*TASK TO CARRY OUT*
Wherever the string "region" shows up in the records below, return that line.

[Stored items]
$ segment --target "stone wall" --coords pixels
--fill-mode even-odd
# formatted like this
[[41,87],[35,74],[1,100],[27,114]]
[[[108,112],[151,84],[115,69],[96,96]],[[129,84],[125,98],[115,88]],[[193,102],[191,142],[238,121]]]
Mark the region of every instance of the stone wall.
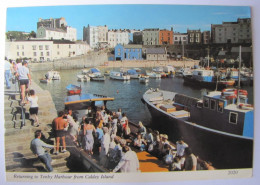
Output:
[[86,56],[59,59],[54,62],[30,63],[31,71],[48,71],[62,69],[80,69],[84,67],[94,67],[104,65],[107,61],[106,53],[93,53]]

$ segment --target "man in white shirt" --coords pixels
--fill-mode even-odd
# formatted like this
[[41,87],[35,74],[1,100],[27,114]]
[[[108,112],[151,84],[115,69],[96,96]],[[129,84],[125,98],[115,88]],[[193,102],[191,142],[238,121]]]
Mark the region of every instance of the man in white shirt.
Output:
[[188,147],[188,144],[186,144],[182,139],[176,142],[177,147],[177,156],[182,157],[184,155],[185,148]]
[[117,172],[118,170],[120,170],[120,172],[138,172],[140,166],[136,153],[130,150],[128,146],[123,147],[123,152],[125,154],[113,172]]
--
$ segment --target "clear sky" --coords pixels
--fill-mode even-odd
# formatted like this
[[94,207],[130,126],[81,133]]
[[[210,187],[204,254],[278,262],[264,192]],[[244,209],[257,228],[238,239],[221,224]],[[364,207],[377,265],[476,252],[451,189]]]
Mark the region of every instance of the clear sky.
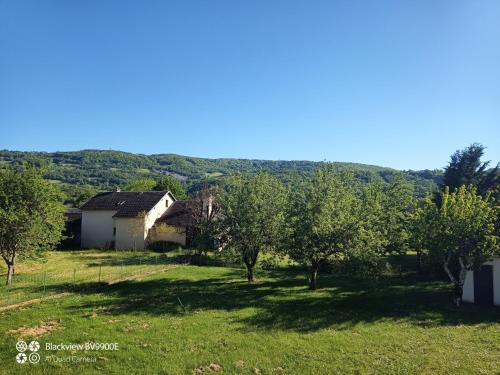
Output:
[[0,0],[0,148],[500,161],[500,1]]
...
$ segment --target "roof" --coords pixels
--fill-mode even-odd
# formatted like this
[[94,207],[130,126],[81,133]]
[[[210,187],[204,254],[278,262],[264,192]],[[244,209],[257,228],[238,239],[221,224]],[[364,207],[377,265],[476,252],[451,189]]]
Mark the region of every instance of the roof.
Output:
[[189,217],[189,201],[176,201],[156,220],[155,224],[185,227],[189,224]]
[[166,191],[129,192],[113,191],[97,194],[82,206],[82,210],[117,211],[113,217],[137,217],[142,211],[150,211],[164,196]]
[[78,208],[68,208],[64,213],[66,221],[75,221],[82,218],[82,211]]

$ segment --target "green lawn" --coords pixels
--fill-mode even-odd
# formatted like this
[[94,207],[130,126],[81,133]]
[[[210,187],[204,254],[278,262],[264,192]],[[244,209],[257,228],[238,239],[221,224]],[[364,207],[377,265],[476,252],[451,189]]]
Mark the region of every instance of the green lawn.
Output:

*WRITTEN ANSWER*
Mark the region of every instance of the stone wall.
Mark the region of every instance of the man in white shirt.
Mark the region of every instance of the clear sky.
Mark the region of every instance of the roof.
Mark the region of every instance of the green lawn.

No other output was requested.